Data items

Start of Block

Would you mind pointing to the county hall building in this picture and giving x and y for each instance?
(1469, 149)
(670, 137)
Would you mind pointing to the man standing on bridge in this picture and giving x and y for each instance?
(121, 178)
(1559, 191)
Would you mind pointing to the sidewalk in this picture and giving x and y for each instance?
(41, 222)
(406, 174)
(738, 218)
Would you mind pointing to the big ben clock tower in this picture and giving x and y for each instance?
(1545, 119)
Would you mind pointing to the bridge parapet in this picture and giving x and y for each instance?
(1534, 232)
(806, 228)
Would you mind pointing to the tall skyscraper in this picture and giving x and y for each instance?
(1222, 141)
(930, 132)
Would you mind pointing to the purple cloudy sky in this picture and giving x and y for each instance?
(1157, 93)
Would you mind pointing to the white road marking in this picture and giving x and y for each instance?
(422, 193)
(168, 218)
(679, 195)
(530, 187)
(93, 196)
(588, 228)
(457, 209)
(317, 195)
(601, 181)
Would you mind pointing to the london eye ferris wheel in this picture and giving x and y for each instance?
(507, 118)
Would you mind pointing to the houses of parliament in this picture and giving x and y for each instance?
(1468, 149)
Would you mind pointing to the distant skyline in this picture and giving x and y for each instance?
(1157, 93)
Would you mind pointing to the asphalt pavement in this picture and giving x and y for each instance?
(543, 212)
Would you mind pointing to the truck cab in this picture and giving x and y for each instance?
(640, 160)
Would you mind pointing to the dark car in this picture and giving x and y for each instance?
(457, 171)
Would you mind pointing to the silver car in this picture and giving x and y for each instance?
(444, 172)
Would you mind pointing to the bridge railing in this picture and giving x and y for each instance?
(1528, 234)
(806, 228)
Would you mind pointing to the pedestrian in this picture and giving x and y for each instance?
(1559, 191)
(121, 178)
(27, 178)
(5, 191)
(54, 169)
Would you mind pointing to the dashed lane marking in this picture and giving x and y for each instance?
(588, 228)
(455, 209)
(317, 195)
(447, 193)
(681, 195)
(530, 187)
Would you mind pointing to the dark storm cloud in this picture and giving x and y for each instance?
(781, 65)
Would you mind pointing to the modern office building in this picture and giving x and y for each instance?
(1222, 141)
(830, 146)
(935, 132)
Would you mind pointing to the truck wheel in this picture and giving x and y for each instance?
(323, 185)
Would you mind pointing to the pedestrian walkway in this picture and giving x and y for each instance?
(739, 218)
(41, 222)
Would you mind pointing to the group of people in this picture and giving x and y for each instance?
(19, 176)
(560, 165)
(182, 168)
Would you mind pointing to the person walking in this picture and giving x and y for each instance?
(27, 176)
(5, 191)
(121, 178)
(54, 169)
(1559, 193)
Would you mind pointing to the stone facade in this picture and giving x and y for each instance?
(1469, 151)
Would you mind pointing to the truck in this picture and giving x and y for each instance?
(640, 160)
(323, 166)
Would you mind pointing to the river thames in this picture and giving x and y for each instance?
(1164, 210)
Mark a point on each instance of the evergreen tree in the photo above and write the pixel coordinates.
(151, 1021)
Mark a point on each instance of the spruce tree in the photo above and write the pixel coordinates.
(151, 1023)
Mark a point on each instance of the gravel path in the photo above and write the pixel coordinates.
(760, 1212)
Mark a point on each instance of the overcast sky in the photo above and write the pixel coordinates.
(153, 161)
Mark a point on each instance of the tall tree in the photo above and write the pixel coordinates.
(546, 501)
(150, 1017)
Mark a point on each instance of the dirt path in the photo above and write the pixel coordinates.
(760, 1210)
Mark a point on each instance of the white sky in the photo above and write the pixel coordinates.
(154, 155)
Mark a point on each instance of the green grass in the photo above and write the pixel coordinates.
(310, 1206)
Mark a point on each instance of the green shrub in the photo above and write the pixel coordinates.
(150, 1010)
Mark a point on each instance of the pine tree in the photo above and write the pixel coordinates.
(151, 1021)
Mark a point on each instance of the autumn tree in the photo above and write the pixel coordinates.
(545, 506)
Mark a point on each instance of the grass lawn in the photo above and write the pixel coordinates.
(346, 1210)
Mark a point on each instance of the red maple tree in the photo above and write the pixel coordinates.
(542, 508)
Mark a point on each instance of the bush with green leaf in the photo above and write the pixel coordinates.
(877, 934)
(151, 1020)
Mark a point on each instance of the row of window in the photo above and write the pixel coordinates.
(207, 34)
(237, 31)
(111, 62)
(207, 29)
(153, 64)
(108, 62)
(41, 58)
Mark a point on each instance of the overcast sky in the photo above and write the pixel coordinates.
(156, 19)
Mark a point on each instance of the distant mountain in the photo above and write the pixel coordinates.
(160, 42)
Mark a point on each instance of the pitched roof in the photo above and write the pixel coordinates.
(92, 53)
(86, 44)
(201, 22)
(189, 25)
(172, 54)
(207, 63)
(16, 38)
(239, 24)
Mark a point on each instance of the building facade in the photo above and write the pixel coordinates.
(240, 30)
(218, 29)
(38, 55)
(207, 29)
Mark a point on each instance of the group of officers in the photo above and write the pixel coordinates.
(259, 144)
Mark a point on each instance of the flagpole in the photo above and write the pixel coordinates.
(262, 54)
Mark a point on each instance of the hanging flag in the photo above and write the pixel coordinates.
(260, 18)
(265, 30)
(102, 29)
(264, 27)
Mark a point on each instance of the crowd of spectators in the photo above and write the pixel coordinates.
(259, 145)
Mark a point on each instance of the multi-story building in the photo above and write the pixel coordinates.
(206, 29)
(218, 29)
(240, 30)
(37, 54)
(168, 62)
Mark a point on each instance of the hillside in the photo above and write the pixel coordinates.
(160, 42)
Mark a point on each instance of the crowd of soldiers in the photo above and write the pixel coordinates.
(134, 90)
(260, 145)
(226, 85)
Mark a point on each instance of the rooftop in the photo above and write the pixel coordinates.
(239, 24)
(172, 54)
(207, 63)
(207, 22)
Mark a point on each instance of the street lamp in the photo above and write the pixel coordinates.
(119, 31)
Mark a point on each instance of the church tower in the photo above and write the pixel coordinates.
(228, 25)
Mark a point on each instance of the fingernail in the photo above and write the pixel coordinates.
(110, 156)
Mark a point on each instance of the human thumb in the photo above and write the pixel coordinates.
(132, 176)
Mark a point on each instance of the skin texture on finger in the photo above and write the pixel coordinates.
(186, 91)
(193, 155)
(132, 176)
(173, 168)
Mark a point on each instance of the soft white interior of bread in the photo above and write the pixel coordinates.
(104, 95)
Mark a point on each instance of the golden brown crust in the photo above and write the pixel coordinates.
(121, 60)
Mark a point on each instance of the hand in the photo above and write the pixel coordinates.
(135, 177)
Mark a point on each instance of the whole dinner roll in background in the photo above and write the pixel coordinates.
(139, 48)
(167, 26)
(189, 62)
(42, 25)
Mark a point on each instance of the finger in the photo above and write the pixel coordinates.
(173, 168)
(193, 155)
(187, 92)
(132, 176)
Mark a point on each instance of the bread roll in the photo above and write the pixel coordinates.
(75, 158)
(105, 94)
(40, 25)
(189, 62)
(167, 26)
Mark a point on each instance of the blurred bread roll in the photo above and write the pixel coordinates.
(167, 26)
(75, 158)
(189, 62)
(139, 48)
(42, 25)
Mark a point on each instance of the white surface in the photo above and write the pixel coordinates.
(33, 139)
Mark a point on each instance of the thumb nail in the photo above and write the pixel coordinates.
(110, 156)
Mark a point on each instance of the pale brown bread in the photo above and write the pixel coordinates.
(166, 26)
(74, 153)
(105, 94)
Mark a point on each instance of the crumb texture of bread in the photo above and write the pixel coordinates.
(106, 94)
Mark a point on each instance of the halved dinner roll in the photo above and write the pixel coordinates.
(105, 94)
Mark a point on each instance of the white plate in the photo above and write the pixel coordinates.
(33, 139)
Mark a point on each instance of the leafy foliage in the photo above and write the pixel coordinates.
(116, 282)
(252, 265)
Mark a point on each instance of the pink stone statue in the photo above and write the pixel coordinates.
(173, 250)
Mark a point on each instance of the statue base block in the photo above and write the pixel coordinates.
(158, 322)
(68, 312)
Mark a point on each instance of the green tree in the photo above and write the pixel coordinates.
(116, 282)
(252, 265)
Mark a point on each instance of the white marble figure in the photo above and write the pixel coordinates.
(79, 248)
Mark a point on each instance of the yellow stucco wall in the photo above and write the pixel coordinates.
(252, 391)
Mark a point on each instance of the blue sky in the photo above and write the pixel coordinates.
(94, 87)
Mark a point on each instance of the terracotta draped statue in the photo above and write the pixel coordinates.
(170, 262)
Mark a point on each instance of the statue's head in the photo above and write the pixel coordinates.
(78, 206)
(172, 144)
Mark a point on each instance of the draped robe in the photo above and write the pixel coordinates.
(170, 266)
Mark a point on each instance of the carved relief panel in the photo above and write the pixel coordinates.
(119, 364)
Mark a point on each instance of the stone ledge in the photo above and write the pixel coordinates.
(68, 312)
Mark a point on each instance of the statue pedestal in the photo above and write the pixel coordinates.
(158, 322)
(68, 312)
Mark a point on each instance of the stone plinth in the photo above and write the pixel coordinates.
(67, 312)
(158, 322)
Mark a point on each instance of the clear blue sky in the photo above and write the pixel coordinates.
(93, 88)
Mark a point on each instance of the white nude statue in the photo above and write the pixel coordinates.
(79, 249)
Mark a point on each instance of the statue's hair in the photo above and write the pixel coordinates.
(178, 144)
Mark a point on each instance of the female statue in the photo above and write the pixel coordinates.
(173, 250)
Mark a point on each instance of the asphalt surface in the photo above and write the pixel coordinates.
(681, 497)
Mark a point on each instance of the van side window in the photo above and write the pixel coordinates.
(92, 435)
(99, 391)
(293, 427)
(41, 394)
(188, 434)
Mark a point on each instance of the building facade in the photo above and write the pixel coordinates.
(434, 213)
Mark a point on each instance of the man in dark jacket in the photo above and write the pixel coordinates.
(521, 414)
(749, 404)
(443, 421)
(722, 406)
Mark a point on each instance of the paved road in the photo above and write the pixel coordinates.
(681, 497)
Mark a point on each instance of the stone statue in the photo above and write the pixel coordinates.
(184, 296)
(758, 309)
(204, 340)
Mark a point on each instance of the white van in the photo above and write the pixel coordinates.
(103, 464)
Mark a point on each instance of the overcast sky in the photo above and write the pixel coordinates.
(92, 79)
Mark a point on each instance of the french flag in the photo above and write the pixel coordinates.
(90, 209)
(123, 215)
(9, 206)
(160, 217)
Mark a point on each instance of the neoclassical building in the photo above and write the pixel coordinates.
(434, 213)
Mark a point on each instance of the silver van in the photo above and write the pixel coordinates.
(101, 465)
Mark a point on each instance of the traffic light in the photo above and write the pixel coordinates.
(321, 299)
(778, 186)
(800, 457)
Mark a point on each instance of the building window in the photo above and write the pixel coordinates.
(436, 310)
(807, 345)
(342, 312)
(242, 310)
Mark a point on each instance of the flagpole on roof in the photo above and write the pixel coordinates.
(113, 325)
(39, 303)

End of Block

== EXERCISE BRIEF ==
Print each line, exactly as written, from the one that contains "Mark a point on each instance of the stone statue" to the end of the data above, with both end lines included and nothing else.

== ANSWER SECTION ==
Mark a point on each instance of the stone statue in the photo above and write the pixel coordinates.
(184, 296)
(758, 309)
(204, 340)
Mark a point on each instance of the white van in the photo above and write the pixel coordinates.
(103, 464)
Mark a point on each instance of the overcast sky in the photo above and write the pixel coordinates.
(92, 79)
Mark a point on each instance of the french flag in the photo above and write the pixel coordinates.
(90, 209)
(123, 215)
(9, 206)
(160, 217)
Mark a point on each instance of the neoclassical building in the photo above and write the pixel coordinates.
(434, 213)
Mark a point on each instance of the silver van in the photo above and write the pixel coordinates.
(101, 465)
Mark a point on each instance of the traffic light in the photo above and write the pixel coordinates.
(321, 299)
(778, 186)
(800, 457)
Mark a point on each instance of the building window in the photo above and write the pixel coordinates.
(436, 310)
(807, 345)
(342, 312)
(242, 310)
Mark a point on each instance of the flagpole on roof in the photo above and write the pixel coordinates.
(113, 325)
(39, 303)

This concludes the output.